### Exercise
Give the entries from the beginning up to and including the line with "[72, 218, 176, 256]" as a numbered list, leaving out any blank lines.

### Rows

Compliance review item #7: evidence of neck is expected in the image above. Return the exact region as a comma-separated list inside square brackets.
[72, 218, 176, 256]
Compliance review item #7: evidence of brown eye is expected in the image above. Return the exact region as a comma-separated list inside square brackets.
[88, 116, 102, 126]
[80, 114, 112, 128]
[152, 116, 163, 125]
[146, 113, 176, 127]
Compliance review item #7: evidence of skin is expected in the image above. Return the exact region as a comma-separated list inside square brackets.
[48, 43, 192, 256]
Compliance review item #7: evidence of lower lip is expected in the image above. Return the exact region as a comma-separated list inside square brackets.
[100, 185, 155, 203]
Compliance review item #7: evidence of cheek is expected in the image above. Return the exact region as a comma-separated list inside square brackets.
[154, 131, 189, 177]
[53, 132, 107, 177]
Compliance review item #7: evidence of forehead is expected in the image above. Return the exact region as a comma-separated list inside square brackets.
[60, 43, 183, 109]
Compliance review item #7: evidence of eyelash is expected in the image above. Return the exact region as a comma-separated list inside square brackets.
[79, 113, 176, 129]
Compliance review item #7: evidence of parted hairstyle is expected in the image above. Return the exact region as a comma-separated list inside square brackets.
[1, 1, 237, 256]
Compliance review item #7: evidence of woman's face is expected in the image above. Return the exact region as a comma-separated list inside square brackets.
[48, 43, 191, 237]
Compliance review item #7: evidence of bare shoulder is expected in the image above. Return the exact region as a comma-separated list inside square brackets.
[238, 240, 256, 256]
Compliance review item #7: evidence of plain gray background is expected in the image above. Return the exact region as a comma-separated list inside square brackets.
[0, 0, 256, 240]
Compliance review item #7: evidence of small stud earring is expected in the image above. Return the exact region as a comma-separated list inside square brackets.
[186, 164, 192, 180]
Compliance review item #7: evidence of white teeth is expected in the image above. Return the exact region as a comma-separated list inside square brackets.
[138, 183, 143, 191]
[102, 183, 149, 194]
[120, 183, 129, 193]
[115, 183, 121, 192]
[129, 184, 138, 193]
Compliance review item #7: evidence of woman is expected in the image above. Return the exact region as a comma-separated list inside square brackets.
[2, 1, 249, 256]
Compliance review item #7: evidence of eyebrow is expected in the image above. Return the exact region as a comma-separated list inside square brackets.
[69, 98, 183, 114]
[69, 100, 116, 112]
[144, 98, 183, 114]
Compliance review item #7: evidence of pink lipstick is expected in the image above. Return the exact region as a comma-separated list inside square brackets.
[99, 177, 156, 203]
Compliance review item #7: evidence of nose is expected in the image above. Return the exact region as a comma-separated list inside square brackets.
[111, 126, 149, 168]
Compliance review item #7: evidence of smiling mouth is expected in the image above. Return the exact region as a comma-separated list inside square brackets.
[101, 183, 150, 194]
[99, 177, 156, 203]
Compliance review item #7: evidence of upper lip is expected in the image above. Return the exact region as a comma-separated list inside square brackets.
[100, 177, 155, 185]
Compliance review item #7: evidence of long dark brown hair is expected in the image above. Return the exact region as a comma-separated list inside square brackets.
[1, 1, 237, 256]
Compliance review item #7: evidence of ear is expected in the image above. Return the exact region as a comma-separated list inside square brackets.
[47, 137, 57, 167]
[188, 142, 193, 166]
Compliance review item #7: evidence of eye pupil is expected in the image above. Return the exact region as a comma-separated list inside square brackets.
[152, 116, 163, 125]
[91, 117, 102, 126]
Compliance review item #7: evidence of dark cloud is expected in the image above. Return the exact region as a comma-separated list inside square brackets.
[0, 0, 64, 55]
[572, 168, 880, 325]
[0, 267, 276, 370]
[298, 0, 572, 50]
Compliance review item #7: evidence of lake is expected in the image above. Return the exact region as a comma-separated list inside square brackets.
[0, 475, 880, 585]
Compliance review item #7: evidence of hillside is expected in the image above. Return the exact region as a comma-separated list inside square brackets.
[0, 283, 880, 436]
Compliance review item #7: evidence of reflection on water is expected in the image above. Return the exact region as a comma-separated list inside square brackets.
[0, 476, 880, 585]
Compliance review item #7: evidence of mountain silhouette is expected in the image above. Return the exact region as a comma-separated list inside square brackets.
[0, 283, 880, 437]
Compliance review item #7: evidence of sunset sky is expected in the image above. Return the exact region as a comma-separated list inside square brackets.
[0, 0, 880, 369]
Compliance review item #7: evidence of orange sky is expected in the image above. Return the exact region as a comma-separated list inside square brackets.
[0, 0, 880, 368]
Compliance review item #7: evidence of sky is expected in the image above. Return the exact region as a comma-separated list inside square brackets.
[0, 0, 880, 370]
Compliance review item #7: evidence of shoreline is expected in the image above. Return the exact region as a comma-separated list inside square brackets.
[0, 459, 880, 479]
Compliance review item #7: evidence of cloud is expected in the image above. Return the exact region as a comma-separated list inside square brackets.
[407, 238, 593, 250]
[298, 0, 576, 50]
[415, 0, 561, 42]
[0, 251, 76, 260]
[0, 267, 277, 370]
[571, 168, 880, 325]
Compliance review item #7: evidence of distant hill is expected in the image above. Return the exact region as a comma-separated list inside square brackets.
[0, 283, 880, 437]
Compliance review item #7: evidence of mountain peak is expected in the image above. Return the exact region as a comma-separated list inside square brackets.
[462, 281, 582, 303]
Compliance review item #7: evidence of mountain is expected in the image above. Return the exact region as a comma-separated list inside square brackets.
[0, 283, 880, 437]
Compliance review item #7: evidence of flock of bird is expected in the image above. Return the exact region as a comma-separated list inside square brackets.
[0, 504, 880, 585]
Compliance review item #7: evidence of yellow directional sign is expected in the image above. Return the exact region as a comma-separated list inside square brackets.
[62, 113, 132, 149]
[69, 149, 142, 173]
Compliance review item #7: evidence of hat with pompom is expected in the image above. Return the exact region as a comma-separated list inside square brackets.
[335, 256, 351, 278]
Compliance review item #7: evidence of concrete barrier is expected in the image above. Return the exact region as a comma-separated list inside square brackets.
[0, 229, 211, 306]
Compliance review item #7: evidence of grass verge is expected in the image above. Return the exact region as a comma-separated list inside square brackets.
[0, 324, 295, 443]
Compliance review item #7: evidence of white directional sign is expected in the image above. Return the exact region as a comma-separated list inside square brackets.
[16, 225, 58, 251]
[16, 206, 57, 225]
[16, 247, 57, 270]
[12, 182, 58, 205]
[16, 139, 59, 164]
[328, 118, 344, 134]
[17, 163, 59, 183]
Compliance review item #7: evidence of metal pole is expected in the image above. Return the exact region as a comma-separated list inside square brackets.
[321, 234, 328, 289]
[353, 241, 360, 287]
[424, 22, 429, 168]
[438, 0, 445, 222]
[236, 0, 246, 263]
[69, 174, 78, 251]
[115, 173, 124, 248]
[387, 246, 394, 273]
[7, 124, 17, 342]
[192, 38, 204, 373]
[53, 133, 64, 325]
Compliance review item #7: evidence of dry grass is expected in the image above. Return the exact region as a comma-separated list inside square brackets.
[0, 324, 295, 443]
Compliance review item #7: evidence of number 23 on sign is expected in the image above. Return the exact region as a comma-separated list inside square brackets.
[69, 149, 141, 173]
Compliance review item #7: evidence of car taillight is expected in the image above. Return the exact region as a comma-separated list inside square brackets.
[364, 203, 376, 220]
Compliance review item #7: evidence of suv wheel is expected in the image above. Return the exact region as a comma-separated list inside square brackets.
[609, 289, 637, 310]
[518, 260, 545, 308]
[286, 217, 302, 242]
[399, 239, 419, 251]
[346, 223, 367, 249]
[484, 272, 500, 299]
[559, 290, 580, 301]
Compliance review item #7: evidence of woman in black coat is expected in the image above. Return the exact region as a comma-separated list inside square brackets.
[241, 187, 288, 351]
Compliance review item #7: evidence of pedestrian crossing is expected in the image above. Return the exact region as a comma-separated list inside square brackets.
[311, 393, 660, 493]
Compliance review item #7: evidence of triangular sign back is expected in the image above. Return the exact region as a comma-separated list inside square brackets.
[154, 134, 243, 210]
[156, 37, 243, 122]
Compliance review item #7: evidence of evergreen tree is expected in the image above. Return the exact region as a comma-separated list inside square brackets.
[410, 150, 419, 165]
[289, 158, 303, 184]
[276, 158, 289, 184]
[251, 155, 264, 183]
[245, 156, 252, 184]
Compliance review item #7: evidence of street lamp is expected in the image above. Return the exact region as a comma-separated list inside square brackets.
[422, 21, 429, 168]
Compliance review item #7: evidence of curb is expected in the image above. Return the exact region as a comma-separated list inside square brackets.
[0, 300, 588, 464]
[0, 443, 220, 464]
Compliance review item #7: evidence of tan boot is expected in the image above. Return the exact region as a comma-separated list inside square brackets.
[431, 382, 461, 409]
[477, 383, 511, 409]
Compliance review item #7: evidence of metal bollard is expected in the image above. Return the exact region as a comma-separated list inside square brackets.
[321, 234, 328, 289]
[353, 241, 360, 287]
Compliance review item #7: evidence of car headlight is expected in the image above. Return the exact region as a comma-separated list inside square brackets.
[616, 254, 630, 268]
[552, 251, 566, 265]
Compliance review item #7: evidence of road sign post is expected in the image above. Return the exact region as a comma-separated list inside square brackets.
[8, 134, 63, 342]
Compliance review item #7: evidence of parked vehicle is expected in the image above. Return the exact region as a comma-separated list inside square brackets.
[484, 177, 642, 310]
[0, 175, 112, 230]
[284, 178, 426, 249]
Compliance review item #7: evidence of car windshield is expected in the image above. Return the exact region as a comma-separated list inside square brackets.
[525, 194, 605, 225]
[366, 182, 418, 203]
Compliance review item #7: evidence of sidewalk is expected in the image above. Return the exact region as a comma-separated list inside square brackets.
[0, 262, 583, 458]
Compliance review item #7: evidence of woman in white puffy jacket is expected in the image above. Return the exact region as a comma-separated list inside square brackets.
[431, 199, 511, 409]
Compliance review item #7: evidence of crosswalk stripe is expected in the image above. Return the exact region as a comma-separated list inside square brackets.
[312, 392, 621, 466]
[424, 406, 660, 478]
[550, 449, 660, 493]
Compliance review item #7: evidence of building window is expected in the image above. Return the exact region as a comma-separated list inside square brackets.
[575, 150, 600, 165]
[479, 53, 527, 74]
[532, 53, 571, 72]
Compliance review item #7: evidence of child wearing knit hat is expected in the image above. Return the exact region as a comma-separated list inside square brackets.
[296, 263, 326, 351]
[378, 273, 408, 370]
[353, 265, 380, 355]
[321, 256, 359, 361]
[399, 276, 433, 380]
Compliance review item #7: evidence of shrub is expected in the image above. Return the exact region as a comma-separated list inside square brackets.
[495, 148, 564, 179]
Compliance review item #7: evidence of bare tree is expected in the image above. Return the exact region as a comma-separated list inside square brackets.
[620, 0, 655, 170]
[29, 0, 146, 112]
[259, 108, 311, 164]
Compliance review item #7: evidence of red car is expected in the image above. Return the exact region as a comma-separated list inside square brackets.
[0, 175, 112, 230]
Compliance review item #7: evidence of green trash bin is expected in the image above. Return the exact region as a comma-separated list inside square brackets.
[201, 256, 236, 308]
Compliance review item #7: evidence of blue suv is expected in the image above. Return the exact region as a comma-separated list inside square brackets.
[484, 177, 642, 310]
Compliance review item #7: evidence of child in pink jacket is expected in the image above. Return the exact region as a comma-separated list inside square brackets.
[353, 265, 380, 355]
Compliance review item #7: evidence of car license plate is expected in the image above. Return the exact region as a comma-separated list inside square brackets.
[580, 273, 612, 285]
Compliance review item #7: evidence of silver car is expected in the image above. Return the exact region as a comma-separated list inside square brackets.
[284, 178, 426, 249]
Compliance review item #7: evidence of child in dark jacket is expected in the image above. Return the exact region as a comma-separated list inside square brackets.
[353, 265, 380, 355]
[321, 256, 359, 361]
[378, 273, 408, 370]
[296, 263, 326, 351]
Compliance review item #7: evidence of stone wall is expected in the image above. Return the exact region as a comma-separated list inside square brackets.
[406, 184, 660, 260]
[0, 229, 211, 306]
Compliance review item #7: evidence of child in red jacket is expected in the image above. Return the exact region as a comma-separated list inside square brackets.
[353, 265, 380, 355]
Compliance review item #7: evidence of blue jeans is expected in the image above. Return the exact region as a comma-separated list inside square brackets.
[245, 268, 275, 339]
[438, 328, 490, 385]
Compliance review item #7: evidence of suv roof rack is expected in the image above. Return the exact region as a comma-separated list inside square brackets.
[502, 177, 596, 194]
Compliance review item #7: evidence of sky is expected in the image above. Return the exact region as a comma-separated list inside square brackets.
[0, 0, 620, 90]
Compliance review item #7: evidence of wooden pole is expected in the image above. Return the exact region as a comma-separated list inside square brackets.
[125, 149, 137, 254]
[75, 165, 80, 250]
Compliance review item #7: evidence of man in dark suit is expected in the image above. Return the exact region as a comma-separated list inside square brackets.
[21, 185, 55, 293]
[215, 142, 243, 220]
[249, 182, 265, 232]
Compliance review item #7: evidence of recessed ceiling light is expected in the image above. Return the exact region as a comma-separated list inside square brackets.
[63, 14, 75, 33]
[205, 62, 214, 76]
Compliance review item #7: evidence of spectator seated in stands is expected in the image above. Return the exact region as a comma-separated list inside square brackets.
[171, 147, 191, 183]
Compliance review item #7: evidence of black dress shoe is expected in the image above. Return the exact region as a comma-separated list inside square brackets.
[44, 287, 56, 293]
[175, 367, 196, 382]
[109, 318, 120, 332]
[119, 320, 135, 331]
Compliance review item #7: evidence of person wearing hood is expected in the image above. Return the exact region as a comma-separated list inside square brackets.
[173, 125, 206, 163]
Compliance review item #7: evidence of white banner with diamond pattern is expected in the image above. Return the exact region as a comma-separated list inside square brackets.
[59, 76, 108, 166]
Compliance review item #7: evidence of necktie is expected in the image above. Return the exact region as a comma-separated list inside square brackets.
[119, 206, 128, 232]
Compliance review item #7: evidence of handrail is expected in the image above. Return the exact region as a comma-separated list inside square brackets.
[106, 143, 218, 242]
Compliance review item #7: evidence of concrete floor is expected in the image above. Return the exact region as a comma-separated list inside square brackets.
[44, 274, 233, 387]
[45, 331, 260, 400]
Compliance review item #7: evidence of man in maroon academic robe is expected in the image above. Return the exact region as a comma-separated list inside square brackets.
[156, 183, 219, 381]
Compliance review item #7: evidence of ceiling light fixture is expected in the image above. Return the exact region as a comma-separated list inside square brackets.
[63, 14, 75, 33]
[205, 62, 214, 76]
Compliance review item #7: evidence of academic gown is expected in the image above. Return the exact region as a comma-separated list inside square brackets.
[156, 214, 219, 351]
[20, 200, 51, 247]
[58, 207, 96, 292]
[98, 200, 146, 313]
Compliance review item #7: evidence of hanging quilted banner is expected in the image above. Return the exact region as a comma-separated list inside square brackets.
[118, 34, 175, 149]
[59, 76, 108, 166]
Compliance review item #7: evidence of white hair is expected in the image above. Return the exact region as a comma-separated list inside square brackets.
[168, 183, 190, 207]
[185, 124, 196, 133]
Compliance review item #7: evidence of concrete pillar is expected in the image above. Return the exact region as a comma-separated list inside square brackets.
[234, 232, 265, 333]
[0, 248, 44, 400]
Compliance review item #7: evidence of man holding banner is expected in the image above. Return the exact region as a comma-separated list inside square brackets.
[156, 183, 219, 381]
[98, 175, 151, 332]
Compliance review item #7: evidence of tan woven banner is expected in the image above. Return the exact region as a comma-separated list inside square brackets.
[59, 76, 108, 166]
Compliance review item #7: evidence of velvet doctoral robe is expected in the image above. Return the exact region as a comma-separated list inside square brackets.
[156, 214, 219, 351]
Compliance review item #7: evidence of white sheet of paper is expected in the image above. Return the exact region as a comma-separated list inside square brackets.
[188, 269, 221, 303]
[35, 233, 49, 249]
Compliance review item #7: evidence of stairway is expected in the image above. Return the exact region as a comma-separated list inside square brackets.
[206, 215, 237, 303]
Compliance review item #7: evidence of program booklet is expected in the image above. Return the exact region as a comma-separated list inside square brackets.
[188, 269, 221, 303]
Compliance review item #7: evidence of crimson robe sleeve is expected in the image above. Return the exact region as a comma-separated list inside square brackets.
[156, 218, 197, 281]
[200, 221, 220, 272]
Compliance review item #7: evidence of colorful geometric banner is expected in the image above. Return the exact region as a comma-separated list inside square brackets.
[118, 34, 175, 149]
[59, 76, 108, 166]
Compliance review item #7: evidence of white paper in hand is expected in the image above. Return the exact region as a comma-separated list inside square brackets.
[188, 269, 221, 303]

### Correct output
1. Compliance review item #7: evidence of neck is expected in the image above. Return the exact region as a comma-separated list inside square brackets.
2. [72, 218, 176, 256]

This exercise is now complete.